THE EXERCISE:
Format the records below as a JSON list of strings, one string per line. Start at the line containing "the sheep's white" and continue up to and including the line containing "Target: sheep's ear", leaving out blank lines and everything outside that range.

SUPPLIED ENTRIES:
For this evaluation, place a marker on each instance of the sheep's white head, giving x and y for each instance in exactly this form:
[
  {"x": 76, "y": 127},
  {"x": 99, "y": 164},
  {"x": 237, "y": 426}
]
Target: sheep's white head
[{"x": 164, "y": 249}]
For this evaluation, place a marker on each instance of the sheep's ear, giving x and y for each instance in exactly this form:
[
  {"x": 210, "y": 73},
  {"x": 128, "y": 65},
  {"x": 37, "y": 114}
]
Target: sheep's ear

---

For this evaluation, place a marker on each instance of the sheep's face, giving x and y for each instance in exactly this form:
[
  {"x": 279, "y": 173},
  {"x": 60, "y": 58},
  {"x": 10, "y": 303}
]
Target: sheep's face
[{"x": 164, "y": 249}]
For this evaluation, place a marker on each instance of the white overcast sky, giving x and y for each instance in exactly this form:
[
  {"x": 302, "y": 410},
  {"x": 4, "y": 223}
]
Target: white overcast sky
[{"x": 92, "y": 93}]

EXERCISE RESULT:
[
  "For this evaluation, place a marker on each instance of the sheep's white head, giving x and y for each instance in exactly this form:",
  "[",
  "  {\"x\": 76, \"y\": 127},",
  "  {\"x\": 99, \"y\": 164},",
  "  {\"x\": 237, \"y\": 426}",
  "]",
  "Target: sheep's white head",
  "[{\"x\": 164, \"y\": 249}]",
  "For this evaluation, place a marker on each instance of the sheep's ear, giving x and y for each instance in exactly this form:",
  "[",
  "  {\"x\": 210, \"y\": 73},",
  "  {\"x\": 128, \"y\": 65},",
  "  {\"x\": 37, \"y\": 114}",
  "]",
  "Target: sheep's ear"
]